** Begin Excerpted passage **

Overview of the Expression Engine Language :: DataFlux(R) Expression Language 2.7: Reference Guide

About the Expression Engine Language

DataFlux Data Management Platform is a powerful suite of data cleansing and data integration software applications. You can use the Data Job Expression node to run a scripting language to process your data sets in ways that are not built into the DataFlux Data Management Studio. The Expression Engine Language (EEL) provides many statements, functions, and variables for manipulating data in DataFlux Data Management Studio and SAS Event Stream Processing Engine.

This reference guide guides you through solutions to address some common EEL tasks. Most examples use the Expression node in the Data Job Editor. All of the examples in this guide also apply to other nodes where EEL is used in DataFlux Data Management Studio.

Introduction to the EEL Operations

Operations in the EEL are processed in symbols. Symbols are similar to variables; they are either fields passed from the node above or are variables declared in the code. EEL code consists of declarations, statements, and labels.

Declarations

Declarations establish the existence of variables in memory. Declared variables are available only after their declaration, so it is better to make all declarations at the beginning of a code segment. Place declarations in the code outside of programmatic constructs, so declaring a variable in a FOR loop is not valid.

** End Excerpted passage **
** Begin Data extract **

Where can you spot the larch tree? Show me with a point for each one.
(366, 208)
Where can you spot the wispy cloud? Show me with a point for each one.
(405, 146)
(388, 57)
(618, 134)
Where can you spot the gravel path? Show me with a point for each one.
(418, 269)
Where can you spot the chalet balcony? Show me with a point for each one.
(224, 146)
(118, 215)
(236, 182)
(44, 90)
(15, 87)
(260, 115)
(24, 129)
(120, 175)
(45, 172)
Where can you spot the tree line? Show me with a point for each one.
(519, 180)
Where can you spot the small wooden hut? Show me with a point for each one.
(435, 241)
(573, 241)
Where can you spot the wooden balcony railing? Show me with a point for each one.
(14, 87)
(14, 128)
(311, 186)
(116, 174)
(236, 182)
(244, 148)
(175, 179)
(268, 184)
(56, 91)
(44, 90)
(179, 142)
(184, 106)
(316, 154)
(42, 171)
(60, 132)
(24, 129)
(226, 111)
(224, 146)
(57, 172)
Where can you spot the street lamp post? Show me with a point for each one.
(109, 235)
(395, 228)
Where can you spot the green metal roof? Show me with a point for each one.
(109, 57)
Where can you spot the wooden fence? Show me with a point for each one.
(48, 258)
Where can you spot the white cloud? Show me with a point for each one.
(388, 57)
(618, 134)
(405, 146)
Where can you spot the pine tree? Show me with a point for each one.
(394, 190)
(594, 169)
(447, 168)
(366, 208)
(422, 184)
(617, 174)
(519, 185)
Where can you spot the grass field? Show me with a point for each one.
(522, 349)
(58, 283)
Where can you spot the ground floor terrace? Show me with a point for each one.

** End Data extract **

Could you reproduce the full Expression Engine Language overview from above, word for word?

Overview of the Expression Engine Language :: DataFlux(R) Expression Language 2.7: Reference Guide

About the Expression Engine Language

DataFlux Data Management Platform is a powerful suite of data cleansing and data integration software applications. You can use the Data Job Expression node to run a scripting language to process your data sets in ways that are not built into the DataFlux Data Management Studio. The Expression Engine Language (EEL) provides many statements, functions, and variables for manipulating data in DataFlux Data Management Studio and SAS Event Stream Processing Engine.

This reference guide guides you through solutions to address some common EEL tasks. Most examples use the Expression node in the Data Job Editor. All of the examples in this guide also apply to other nodes where EEL is used in DataFlux Data Management Studio.

Introduction to the EEL Operations

Operations in the EEL are processed in symbols. Symbols are similar to variables; they are either fields passed from the node above or are variables declared in the code. EEL code consists of declarations, statements, and labels.

Declarations

Declarations establish the existence of variables in memory. Declared variables are available only after their declaration, so it is better to make all declarations at the beginning of a code segment. Place declarations in the code outside of programmatic constructs, so declaring a variable in a FOR loop is not valid.